» **What is expected**: Retype the passage on the school leadership conference word for word, starting with the words "The sessions included" and ending after "an ongoing challenge.".

-- start of Text block --

The sessions included “Leading from the Middle,” “The Art of Buy-in: Intentional Culture Creation,” “How to Win Students and Influence Parents,” and “Religion and Spirituality: Opportunities and Obstacles to Inclusion.” In a new event, seven school heads led a general session entitled “Finding Balance,” which everyone agreed is an ongoing challenge.

“When I got into leadership, I thought it was my job to solve everyone’s problems,” said Josh Clark, head of The Schenck School in Atlanta. “Now I strive to create context where other people flourish.”

Dr. Jeff Mitchell, head of Currey Ingram Academy in Brentwood, TN, recommended regularly getting away from school life. “Have friends who do not care that you are a head of school,” he said. “And challenge your brain in ways different from what you do at work.”

Comments from keynote speaker Dr. Johnnetta Cole also rang true for many veteran educators. In “Lessons from My Journey,” she shared stories from her own time as a student as well as more current experience. “Competition has its place in certain endeavors but it is the team that works together that in the long run will be the winner,” she said. “The preparation of tomorrow’s leaders must include students working collaboratively.”

-- end of Text block --
-- start of Record set --

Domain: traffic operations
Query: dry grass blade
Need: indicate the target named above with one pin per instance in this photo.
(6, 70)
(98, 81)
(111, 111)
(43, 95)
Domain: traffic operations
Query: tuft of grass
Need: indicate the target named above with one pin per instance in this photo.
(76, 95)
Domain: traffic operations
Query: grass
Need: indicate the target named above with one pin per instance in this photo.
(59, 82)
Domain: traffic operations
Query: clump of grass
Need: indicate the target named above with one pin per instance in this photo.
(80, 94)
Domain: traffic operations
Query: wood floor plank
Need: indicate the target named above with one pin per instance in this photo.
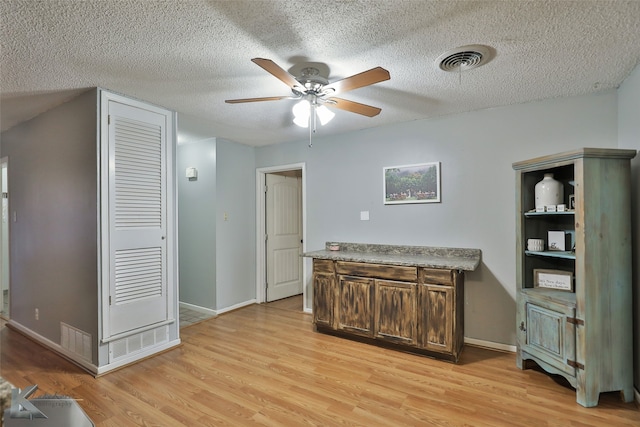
(264, 365)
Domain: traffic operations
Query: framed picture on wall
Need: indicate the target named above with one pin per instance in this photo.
(419, 183)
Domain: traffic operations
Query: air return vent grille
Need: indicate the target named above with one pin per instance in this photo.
(465, 58)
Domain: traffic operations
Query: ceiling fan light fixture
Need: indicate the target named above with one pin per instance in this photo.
(324, 114)
(303, 122)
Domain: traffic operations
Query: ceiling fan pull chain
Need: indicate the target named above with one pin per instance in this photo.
(310, 144)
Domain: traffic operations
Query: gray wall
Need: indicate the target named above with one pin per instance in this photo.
(476, 150)
(217, 255)
(197, 223)
(629, 137)
(236, 236)
(53, 192)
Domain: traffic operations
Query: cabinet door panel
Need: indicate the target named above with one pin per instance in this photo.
(355, 305)
(396, 311)
(323, 298)
(550, 336)
(437, 324)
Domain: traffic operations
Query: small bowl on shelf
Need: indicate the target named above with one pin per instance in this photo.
(535, 245)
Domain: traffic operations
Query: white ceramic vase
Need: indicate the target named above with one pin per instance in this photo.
(549, 191)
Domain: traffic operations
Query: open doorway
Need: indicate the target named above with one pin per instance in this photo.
(4, 242)
(281, 272)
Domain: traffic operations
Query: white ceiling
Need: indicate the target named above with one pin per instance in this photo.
(191, 55)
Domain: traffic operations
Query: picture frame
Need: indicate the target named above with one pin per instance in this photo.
(553, 279)
(407, 184)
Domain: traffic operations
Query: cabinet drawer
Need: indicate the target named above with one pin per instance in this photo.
(323, 266)
(380, 271)
(436, 276)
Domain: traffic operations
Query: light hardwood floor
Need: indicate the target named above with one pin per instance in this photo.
(264, 365)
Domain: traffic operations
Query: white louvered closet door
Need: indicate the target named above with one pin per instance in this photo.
(137, 218)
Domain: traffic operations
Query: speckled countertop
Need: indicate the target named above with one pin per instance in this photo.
(419, 256)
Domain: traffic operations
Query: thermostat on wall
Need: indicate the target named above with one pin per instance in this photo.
(192, 174)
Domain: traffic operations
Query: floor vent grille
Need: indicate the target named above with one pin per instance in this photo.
(75, 341)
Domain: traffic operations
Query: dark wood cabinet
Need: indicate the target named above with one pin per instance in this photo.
(324, 289)
(396, 311)
(355, 314)
(412, 308)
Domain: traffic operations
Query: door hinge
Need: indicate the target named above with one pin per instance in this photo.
(575, 321)
(575, 364)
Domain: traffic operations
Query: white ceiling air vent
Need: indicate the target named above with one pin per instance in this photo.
(465, 58)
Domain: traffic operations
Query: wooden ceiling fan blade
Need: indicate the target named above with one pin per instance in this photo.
(353, 107)
(267, 98)
(366, 78)
(279, 73)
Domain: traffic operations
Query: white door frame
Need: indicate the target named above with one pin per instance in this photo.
(4, 256)
(261, 229)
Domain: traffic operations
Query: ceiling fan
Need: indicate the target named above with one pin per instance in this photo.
(316, 90)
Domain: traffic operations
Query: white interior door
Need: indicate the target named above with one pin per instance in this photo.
(137, 146)
(284, 236)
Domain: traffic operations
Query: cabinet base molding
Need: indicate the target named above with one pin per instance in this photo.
(387, 345)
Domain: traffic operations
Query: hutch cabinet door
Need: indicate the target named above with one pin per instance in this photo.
(551, 335)
(396, 313)
(355, 310)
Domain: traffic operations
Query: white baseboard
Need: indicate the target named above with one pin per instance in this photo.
(237, 306)
(198, 308)
(490, 344)
(84, 364)
(57, 348)
(137, 356)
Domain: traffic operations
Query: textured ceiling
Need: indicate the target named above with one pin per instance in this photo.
(190, 56)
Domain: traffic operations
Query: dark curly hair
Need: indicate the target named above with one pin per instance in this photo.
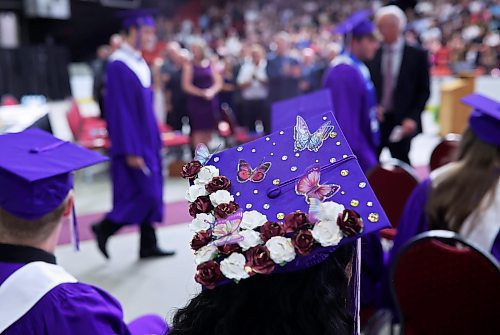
(315, 301)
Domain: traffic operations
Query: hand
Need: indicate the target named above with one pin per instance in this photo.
(136, 162)
(409, 127)
(380, 113)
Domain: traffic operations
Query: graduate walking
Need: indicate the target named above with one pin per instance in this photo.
(135, 140)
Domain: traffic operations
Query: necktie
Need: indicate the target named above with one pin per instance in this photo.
(388, 81)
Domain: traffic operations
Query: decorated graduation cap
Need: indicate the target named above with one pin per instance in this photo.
(36, 172)
(137, 18)
(485, 118)
(281, 203)
(285, 112)
(358, 24)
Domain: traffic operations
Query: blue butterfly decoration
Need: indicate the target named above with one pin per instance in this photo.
(305, 140)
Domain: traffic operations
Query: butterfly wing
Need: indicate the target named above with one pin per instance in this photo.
(202, 154)
(260, 172)
(308, 182)
(301, 134)
(245, 171)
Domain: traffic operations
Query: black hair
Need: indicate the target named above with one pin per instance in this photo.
(314, 301)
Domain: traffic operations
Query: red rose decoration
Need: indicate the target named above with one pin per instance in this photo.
(217, 184)
(190, 170)
(271, 229)
(224, 210)
(200, 240)
(228, 249)
(350, 222)
(295, 221)
(259, 260)
(303, 242)
(200, 205)
(208, 274)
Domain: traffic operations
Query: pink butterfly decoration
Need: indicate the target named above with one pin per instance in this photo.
(227, 230)
(308, 185)
(246, 173)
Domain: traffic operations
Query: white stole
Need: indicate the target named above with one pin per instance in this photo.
(25, 287)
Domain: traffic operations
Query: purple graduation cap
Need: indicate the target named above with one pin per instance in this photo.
(137, 18)
(358, 24)
(281, 203)
(485, 119)
(36, 172)
(284, 112)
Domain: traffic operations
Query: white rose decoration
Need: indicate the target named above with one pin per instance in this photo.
(330, 211)
(195, 191)
(205, 254)
(201, 222)
(280, 249)
(233, 267)
(252, 220)
(327, 233)
(251, 238)
(221, 197)
(206, 174)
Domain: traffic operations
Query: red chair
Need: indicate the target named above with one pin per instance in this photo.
(445, 152)
(89, 132)
(392, 183)
(444, 285)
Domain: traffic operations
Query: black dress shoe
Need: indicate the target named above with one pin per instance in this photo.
(155, 252)
(103, 231)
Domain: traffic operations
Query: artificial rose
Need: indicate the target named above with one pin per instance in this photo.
(330, 211)
(217, 184)
(205, 254)
(190, 170)
(194, 192)
(281, 249)
(200, 239)
(327, 233)
(271, 229)
(201, 222)
(233, 267)
(251, 238)
(224, 210)
(206, 174)
(295, 221)
(252, 220)
(303, 242)
(228, 249)
(350, 222)
(259, 260)
(221, 197)
(208, 274)
(200, 205)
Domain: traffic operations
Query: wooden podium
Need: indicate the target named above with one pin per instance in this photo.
(453, 115)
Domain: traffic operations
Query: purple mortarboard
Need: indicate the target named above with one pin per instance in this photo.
(137, 18)
(35, 171)
(485, 119)
(358, 24)
(284, 112)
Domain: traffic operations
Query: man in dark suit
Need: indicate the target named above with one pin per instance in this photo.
(400, 73)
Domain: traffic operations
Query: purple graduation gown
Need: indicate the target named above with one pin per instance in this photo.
(133, 129)
(354, 102)
(71, 308)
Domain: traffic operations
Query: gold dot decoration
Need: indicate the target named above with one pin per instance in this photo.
(373, 217)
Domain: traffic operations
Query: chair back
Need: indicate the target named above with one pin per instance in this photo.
(393, 183)
(445, 285)
(445, 152)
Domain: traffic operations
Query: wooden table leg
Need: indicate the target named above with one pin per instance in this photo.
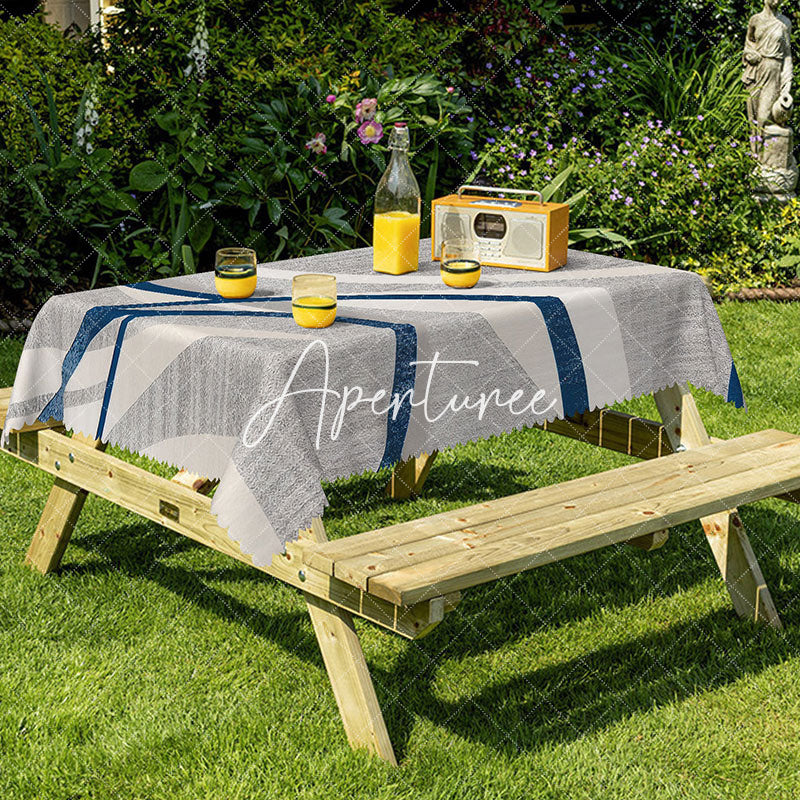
(348, 671)
(61, 512)
(409, 476)
(725, 533)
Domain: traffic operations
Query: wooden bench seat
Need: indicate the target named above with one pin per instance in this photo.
(429, 557)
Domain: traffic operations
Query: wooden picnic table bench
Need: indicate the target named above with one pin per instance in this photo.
(407, 576)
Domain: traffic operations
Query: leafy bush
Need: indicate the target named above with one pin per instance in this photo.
(184, 139)
(680, 201)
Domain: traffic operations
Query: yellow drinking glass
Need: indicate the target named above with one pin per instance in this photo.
(314, 300)
(460, 265)
(235, 272)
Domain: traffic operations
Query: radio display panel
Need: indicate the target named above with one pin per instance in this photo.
(489, 226)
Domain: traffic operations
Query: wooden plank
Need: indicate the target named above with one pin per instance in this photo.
(148, 495)
(407, 534)
(409, 476)
(612, 491)
(724, 532)
(174, 506)
(613, 430)
(55, 526)
(349, 674)
(519, 548)
(411, 622)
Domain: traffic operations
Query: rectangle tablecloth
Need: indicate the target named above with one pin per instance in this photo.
(235, 390)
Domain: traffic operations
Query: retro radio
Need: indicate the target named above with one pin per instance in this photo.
(522, 234)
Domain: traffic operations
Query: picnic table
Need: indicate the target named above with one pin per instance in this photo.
(257, 411)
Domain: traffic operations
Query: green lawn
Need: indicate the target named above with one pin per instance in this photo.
(151, 667)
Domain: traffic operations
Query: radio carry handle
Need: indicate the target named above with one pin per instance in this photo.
(499, 189)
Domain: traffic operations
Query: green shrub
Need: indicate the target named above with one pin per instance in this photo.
(681, 202)
(28, 47)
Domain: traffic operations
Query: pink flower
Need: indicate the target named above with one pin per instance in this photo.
(366, 109)
(370, 132)
(317, 144)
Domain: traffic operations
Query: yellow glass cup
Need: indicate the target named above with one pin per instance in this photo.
(314, 300)
(235, 272)
(460, 266)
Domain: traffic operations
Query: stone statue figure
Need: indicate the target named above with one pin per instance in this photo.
(767, 75)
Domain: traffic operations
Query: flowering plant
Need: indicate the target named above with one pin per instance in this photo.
(677, 200)
(312, 162)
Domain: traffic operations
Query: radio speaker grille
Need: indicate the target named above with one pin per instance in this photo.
(455, 226)
(526, 238)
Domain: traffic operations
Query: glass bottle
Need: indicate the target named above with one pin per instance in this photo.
(395, 235)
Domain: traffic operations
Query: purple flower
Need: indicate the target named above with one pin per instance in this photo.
(317, 144)
(366, 109)
(370, 132)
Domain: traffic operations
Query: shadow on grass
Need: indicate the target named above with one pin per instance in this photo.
(138, 551)
(564, 701)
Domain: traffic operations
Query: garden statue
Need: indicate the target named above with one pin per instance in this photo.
(768, 77)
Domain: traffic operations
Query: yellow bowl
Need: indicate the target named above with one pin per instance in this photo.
(314, 312)
(235, 283)
(461, 274)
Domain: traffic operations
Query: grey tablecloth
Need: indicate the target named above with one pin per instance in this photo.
(234, 389)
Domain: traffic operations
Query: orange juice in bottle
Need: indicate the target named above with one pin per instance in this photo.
(395, 235)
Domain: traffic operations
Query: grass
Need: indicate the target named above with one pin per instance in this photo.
(151, 667)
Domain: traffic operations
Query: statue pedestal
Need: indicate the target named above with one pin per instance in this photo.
(777, 173)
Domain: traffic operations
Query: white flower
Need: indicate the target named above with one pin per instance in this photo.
(198, 51)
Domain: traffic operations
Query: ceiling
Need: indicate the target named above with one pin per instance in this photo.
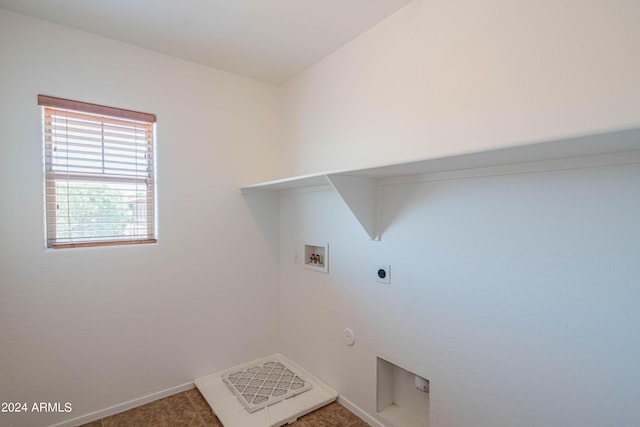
(270, 40)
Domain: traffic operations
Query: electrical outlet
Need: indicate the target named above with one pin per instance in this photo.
(383, 274)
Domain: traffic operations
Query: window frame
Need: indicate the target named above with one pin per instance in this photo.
(104, 114)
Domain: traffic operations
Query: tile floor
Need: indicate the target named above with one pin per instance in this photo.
(189, 409)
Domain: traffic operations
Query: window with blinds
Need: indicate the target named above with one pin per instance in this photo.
(99, 174)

-- end of Record set --

» **Completed task**:
The sessions included “Leading from the Middle,” “The Art of Buy-in: Intentional Culture Creation,” “How to Win Students and Influence Parents,” and “Religion and Spirituality: Opportunities and Obstacles to Inclusion.” In a new event, seven school heads led a general session entitled “Finding Balance,” which everyone agreed is an ongoing challenge.